## Work required
Print each entry below precisely as shown.

*** Opening Material for this exercise ***

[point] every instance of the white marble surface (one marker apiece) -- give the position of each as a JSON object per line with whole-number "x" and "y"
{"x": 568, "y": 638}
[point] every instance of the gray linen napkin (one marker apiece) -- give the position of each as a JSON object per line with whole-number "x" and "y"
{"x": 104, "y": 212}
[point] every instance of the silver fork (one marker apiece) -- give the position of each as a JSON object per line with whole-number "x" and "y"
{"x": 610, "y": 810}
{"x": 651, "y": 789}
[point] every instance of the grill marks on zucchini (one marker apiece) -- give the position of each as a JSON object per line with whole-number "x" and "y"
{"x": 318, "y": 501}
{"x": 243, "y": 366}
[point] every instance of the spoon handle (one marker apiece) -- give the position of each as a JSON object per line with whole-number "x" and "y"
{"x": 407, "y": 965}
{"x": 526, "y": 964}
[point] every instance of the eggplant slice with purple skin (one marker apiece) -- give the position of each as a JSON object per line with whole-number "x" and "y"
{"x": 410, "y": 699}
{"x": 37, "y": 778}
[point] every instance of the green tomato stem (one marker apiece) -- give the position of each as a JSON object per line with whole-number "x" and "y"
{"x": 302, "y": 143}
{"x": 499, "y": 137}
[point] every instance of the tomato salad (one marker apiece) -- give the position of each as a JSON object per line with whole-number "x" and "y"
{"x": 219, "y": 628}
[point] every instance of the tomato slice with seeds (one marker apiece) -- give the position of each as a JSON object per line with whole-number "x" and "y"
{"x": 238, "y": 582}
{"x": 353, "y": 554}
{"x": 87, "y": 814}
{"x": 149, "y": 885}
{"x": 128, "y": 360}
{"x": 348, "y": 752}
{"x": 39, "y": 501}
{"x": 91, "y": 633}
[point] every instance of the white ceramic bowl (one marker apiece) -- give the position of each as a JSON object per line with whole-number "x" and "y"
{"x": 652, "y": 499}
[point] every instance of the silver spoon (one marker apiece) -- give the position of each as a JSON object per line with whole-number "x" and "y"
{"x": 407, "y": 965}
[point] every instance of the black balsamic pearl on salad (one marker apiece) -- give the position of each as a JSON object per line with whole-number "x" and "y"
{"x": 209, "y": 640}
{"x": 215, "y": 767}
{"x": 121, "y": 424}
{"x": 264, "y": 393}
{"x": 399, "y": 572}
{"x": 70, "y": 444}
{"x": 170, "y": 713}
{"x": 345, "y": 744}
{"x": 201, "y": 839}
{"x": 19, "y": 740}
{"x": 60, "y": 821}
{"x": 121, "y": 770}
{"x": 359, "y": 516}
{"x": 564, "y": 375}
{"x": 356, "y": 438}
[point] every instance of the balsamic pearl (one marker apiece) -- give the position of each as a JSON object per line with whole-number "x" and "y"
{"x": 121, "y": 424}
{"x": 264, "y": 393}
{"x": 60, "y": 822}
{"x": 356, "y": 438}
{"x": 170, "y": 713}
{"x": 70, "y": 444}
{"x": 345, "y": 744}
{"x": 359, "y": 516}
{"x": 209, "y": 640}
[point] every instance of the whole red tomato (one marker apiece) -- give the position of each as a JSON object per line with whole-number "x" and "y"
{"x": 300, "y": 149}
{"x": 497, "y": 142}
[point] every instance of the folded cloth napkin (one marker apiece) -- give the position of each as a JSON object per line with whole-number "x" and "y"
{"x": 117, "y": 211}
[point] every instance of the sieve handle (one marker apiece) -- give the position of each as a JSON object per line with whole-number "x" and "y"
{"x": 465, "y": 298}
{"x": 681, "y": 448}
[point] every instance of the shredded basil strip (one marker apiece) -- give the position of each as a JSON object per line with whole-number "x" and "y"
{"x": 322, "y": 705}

*** Closing Material for this exercise ***

## Your response
[point] every instance of the white marble surface (one marker apiece) -- give the position of each as a JSON object per line with whole-number "x" and "y"
{"x": 568, "y": 638}
[point] every instance of the gray linen napkin (one marker apiece) -- give the position of each as a JSON object per line with whole-number "x" and "y"
{"x": 104, "y": 212}
[point] every instance of the silver fork (one marker apiece) -- give the position of each as a JSON object per line with whole-number "x" and "y"
{"x": 610, "y": 810}
{"x": 651, "y": 789}
[point] every instance of the grill marks on zucchini (one marker apiece) -- give the position of each as a JSON object per line with whole-number "x" and "y"
{"x": 318, "y": 501}
{"x": 243, "y": 366}
[point] every instance of the spoon handle (one marker apiece) -- give the position of each as a JSON object per line with whole-number "x" and "y"
{"x": 407, "y": 965}
{"x": 526, "y": 964}
[point] every instance of the eggplant slice with purple skin (one marker apiece) -- give the position of each as a JSON object per line with whole-number "x" and "y"
{"x": 410, "y": 699}
{"x": 37, "y": 778}
[point] every instance of the green tomato stem (one marker apiece) -- give the position of each as a JSON object per line with whole-number "x" and "y"
{"x": 302, "y": 143}
{"x": 499, "y": 137}
[point] every instance of the tomato salad (one marker apiece) -- give the position of each as a JSON object per line with whole-number "x" and "y"
{"x": 219, "y": 628}
[point] every instance of the tomato slice with seeds (one marker apiece) -- give the position of each as a JSON object per line with whole-number "x" and "y"
{"x": 238, "y": 582}
{"x": 353, "y": 554}
{"x": 87, "y": 814}
{"x": 149, "y": 885}
{"x": 128, "y": 360}
{"x": 348, "y": 752}
{"x": 39, "y": 501}
{"x": 91, "y": 633}
[point] every instance of the white ceramic bowl (one marker apiece) -- give the position of each as a JSON object per line with whole-number "x" and "y"
{"x": 652, "y": 499}
[point] every instance of the silver spoon (one marker apiece) -- give the position of each as a JSON object per line with whole-number "x" and "y"
{"x": 407, "y": 965}
[point] every instance of the black balsamic pearl on salad (one marker apiece) -- give the position of each as a JSON object per line with whole-number "x" and "y"
{"x": 209, "y": 640}
{"x": 215, "y": 767}
{"x": 121, "y": 424}
{"x": 264, "y": 393}
{"x": 399, "y": 572}
{"x": 70, "y": 444}
{"x": 170, "y": 713}
{"x": 345, "y": 744}
{"x": 201, "y": 839}
{"x": 19, "y": 740}
{"x": 60, "y": 821}
{"x": 121, "y": 770}
{"x": 359, "y": 516}
{"x": 564, "y": 375}
{"x": 356, "y": 438}
[point] every instance of the balsamic pearl (one marker apiece) -- give the position of each as a JSON object per line with whole-number "x" and "y"
{"x": 121, "y": 424}
{"x": 264, "y": 393}
{"x": 60, "y": 822}
{"x": 356, "y": 438}
{"x": 170, "y": 713}
{"x": 70, "y": 444}
{"x": 345, "y": 744}
{"x": 359, "y": 516}
{"x": 209, "y": 640}
[point] every instance of the whole red tomato (one marker apiece) -- give the position of each as a JSON object per line with whole-number "x" and "y"
{"x": 300, "y": 149}
{"x": 497, "y": 142}
[point] every instance of the folded cloth napkin (one marker apiece) -- give the position of each as a JSON object per line with whole-number "x" and "y"
{"x": 117, "y": 211}
[point] every instance of the sieve handle (one marker apiece) -- give the position of each as a JSON object per line with whole-number "x" and "y"
{"x": 465, "y": 298}
{"x": 681, "y": 448}
[point] every instance of the shredded basil strip (one marker apiece) -- give the position of each as a JSON object per line with whole-number "x" and "y"
{"x": 322, "y": 705}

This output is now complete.